Study material

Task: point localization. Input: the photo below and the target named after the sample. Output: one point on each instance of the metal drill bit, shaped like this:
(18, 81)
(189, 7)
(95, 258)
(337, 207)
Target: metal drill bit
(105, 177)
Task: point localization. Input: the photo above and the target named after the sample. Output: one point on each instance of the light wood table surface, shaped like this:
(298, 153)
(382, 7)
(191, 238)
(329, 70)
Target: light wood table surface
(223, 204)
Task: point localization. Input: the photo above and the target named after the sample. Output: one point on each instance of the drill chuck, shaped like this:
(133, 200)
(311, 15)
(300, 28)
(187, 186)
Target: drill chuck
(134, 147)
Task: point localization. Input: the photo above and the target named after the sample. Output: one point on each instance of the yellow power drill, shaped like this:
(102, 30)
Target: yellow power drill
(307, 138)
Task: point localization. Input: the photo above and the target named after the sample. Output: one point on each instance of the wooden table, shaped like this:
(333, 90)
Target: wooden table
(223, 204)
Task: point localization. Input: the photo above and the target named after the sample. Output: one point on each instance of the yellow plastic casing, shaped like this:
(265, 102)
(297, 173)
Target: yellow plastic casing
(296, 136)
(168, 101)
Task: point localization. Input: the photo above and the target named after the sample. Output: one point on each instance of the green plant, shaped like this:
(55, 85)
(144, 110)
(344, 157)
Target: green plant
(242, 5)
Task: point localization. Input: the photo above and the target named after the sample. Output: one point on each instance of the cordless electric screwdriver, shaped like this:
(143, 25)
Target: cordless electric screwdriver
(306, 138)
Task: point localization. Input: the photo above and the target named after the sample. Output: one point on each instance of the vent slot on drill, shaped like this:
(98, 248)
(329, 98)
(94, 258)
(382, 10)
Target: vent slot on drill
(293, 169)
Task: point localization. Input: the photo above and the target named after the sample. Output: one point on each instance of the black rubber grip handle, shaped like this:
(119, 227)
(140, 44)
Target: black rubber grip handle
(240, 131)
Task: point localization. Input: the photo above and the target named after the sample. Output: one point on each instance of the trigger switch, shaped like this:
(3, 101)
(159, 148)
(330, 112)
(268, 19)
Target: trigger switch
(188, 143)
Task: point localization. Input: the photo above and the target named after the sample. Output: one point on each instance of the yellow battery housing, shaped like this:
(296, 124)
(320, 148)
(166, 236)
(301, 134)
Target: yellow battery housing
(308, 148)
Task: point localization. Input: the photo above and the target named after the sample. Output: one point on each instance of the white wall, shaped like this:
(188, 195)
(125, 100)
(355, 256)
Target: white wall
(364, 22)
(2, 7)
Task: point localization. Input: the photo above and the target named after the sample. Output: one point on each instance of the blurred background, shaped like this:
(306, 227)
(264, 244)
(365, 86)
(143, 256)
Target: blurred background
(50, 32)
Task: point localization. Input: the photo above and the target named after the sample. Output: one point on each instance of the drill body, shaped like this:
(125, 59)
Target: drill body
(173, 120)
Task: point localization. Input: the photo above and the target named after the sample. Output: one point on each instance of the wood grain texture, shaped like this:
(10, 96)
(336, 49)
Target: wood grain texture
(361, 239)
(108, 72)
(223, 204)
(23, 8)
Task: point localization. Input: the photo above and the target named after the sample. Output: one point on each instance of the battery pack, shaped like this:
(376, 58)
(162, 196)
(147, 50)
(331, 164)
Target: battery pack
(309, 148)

Directions
Your job is to give the data above again exactly, in full.

Answer section
Task: point localization. Input: the photo below and the target named after the sample. Output: one point on each instance of the metal drill bit, shaped like this:
(18, 81)
(189, 7)
(95, 258)
(337, 207)
Target: metal drill bit
(105, 177)
Task: point localization. Input: the photo above and the target named after the sample. Output: one point on each instance of the light wood table surface, shaped like this:
(298, 153)
(382, 7)
(191, 238)
(329, 70)
Target: light wood table surface
(223, 204)
Task: point localization. Input: the photo above and the target named after the sample. Output: one point on each instance of the drill chuck, shaped like this:
(133, 200)
(311, 15)
(300, 28)
(187, 186)
Target: drill chuck
(134, 147)
Task: point localization. Input: the photo above and the target named after the sample. Output: one point on each instance of the yellow power drill, shaped like this:
(102, 30)
Target: yellow power drill
(307, 138)
Task: point localization. Input: the photo above and the target named after the sample. Output: one point on each instance of the wooden table, shaped like this:
(333, 90)
Target: wooden table
(223, 204)
Task: point localization. Input: the photo above and the target named after the sample. Output: one point on each instance of the yellow plastic casing, shaped like this:
(265, 102)
(297, 173)
Target: yellow plastic casing
(296, 136)
(168, 101)
Task: point localization. Input: the photo above and the target named after the sample. Output: one point on each instance of the green plant, shaped like this:
(55, 85)
(144, 110)
(344, 157)
Target: green plant
(242, 5)
Task: point localization. Input: the photo above and the target named after the sample. Output: one point on each instance of the cordless electric screwdriver, shaped like this:
(143, 25)
Target: cordless electric screwdriver
(306, 138)
Task: point localization. Input: the photo above and the target named after the sample. Output: one point on each instance of the vent slot on drill, shaped like this:
(98, 248)
(329, 98)
(94, 258)
(382, 10)
Target: vent slot on drill
(293, 169)
Task: point localization. Input: the photo above and the target named after the sample. Output: one point on each instance of the black rubber grip handle, shaped like this:
(119, 227)
(140, 44)
Target: black rubber grip handle
(240, 131)
Task: point localization. Input: the photo above and the target named after the sample. Output: one point on each instance of the trigger switch, shaped like this:
(3, 101)
(159, 148)
(330, 112)
(268, 19)
Target: trigger switch
(188, 143)
Task: point localization. Input: the photo above and the target named after the sample. Output: one point on each instance of the yellow battery housing, shaped like this:
(296, 124)
(320, 148)
(166, 236)
(301, 134)
Target: yellow battery housing
(308, 148)
Task: point localization. Input: the photo above and the target named after the sample. Output: one point on each instance of the white wall, shaped like this:
(188, 195)
(125, 100)
(355, 256)
Target: white wall
(364, 22)
(2, 7)
Task: point localization. Input: the photo above and the target named after the sample. Output: one point on each instance of the blurred background, shaped like this:
(306, 227)
(264, 244)
(365, 86)
(143, 256)
Target: blurred background
(50, 32)
Task: point localization. Input: the photo above and the target named after the sample. Output: one point on each instance of the drill body, shaped like this:
(125, 59)
Target: drill body
(173, 120)
Task: point localization. Input: the photo above and the target named after the sample. Output: one point on each instance of the wood grain texture, shaped like this:
(10, 96)
(336, 49)
Target: wood grain texture
(361, 239)
(108, 72)
(223, 204)
(23, 8)
Task: point localization. Input: the photo above and the target named after the sample. Output: one point on each instance of the battery pack, shaped like this:
(376, 58)
(162, 196)
(147, 50)
(331, 164)
Target: battery pack
(309, 148)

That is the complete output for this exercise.